### TASK INSTRUCTIONS:
Copy out only the span from the line with "Retail shelf audit — identify every white ceramic" to the end of the data, both ends kept, word for word.

_ _ _

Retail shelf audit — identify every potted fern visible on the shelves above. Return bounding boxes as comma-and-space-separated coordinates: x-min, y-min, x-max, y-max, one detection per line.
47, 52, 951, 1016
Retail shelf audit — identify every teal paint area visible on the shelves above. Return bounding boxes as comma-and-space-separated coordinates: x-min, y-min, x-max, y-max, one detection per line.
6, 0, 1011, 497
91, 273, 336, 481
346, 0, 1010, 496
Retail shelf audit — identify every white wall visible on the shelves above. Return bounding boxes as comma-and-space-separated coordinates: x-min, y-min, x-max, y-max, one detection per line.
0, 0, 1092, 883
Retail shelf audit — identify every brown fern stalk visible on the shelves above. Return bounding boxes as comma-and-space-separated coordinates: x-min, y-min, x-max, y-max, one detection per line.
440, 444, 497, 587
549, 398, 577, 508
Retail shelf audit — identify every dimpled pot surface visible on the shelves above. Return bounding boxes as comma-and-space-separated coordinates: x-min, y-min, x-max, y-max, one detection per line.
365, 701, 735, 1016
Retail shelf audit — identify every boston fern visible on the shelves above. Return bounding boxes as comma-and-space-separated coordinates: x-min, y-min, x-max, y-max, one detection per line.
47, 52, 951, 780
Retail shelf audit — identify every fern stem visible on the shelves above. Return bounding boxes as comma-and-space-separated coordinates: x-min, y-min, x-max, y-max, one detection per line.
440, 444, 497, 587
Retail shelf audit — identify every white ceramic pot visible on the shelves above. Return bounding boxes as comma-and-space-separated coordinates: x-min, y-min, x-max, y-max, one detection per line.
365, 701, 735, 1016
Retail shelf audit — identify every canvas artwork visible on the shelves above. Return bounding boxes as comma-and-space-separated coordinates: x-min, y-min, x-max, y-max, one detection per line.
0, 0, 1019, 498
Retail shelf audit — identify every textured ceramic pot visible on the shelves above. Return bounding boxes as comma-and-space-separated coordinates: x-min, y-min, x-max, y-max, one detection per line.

_ _ _

### EXPECTED ANSWER:
Retail shelf audit — identify every white ceramic pot visible on the shelves above. Return bounding boxes as comma-and-space-separated coordinates: x-min, y-min, x-max, y-max, one detection per line.
365, 701, 735, 1016
Retail shelf audit — identify every canvas artwork visible on the shelves above. Return bounding boxes as comma-and-space-separated coordinates: x-min, y-min, x-max, y-max, one detection per line.
0, 0, 1019, 498
Retail shelf audit — identify every textured ceramic pot visible on the shelves above. Return bounding boxes as comma-and-space-separated coordinates: x-min, y-min, x-max, y-max, one detection per line.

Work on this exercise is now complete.